• _Do this_:
Reproduce the article about Ronald's dismissal word for word, from its headline to its final sentence.

Denied the right to a fair disciplinary hearing
Published 17 April 2019
Going out for a meal with colleagues with some alcohol added to the mix can be a recipe for disaster and so it proved for Ronald.
The festive celebrations fell flat for the delivery driver when he was dismissed for what was said to be a foul-mouthed tirade directed at the boss’s daughter during the company’s Christmas party.
Ronald and a workmate were fired on the spot and ordered not to return to work in the New Year. Both men were bundled into a taxi and sent home by concerned fellow employees.
Regardless of the allegations an employer should not take disciplinary action before holding a meeting with an employee to discuss the problem. A disciplinary investigation to establish the facts is a crucial part of a fair process.
Ronald later received a letter confirming his dismissal. He was sacked for gross misconduct as a result of bringing the company into disrepute. The letter did not notify him he could appeal against the decision.

Dataset records on where objects are located
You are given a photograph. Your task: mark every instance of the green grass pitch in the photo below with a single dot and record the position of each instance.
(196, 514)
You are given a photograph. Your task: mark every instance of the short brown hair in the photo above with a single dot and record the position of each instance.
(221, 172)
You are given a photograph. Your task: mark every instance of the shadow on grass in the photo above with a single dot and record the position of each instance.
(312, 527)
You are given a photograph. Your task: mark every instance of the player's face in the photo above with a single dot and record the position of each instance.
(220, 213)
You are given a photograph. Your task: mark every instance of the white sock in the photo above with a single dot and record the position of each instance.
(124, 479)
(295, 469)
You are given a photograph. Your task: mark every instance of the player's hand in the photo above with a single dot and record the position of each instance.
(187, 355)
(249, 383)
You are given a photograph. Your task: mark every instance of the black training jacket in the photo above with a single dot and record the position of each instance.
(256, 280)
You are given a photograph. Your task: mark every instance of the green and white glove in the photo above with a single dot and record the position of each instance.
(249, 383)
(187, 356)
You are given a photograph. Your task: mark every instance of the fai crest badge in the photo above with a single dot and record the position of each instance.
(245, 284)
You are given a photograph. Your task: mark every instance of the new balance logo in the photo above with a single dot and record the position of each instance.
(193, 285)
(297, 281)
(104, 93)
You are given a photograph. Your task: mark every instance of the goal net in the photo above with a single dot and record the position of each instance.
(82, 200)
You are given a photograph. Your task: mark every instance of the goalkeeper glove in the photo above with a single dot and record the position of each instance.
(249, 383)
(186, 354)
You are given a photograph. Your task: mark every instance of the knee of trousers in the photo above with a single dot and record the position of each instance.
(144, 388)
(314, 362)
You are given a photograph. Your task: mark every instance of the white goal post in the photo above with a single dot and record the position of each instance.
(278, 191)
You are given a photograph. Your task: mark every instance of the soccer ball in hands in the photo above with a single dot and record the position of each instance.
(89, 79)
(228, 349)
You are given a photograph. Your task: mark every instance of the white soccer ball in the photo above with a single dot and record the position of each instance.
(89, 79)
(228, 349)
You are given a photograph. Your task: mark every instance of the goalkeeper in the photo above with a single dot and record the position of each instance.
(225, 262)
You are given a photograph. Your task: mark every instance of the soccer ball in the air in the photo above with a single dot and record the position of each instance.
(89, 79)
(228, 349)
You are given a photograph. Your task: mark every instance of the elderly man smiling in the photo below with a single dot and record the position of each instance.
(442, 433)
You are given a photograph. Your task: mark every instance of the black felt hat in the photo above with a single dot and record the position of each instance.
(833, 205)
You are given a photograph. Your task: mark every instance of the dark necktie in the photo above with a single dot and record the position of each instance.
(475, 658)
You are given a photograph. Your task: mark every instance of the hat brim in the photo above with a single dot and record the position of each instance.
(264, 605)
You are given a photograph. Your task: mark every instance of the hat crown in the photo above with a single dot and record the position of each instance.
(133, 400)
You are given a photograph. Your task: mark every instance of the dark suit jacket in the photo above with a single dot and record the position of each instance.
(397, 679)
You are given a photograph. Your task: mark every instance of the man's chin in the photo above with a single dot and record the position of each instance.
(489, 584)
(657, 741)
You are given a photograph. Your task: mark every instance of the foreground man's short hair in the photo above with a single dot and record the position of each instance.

• _Output_:
Denied the right to a fair disciplinary hearing
Published 17 April 2019
Going out for a meal with colleagues with some alcohol added to the mix can be a recipe for disaster and so it proved for Ronald.
The festive celebrations fell flat for the delivery driver when he was dismissed for what was said to be a foul-mouthed tirade directed at the boss’s daughter during the company’s Christmas party.
Ronald and a workmate were fired on the spot and ordered not to return to work in the New Year. Both men were bundled into a taxi and sent home by concerned fellow employees.
Regardless of the allegations an employer should not take disciplinary action before holding a meeting with an employee to discuss the problem. A disciplinary investigation to establish the facts is a crucial part of a fair process.
Ronald later received a letter confirming his dismissal. He was sacked for gross misconduct as a result of bringing the company into disrepute. The letter did not notify him he could appeal against the decision.